*** Source passage Section Begins ***

#ARCTIC. #SIBERIA. THIS IS TAIMYR. According to the Deputy of the Legislative Assembly of the Krasnoyarsk region, the head of the Siberian Federal University’s Arctic comprehensive study department, candidate of economic sciences Yury Zakharinsky, such a museum should be in Siberia, in Krasnoyarsk, as the capital of the Arctic region:
“Permafrost occupies over 65 percent of the region’s territory. It has a direct impact on all economic activities: roads, houses and industrial facilities cannot be built and operated here as it is done in the southern regions. And the lack of a correct understanding of how permafrost soils behave in different conditions can be costly for nature and society. Without studying it, it is difficult to develop industry with minimal risks to the environment”.
For centuries, objects of material culture have also been preserved in permafrost – part of the rich history of those indigenous peoples who still live in the northern and arctic territories of Siberia. The arctic climate provides good preservation of archaeological sites. Thus, on the territory of the region, the remains of representatives of the mammoth fauna were found, for example, the Sopkarga mammoth, known as mammoth Zhenya. His remains were found in Taimyr in 2012, now they are kept in the Dudinka Museum of Local Lore.

*** Source passage Section Ends ***
*** Records provided Section Begins ***

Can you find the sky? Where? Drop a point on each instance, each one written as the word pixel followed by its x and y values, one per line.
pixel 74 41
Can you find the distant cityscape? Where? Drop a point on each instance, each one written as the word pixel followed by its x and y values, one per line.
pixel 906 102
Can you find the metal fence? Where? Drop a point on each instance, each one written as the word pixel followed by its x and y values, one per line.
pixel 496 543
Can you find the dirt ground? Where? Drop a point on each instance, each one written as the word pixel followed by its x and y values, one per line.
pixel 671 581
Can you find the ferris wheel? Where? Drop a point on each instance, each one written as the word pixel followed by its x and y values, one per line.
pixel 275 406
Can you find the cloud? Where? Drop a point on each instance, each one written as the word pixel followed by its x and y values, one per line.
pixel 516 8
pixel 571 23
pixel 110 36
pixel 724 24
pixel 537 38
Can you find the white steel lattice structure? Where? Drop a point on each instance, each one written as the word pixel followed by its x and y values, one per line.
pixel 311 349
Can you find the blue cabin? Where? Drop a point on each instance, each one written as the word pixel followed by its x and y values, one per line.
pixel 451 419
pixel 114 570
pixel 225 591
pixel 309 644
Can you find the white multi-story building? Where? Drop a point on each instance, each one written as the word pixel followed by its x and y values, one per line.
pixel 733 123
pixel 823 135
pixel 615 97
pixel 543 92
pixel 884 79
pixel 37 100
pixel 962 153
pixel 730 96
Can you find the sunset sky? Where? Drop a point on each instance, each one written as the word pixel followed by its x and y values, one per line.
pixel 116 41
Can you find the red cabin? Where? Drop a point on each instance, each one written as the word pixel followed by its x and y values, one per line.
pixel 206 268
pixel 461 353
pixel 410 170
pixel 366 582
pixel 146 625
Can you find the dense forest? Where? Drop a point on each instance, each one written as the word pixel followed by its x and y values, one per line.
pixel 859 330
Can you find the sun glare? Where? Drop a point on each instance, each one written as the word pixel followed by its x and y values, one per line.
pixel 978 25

*** Records provided Section Ends ***

Translate this sentence from the passage on Siberian permafrost into Spanish: "The arctic climate provides good preservation of archaeological sites."

El clima ártico proporciona una buena conservación de los yacimientos arqueológicos.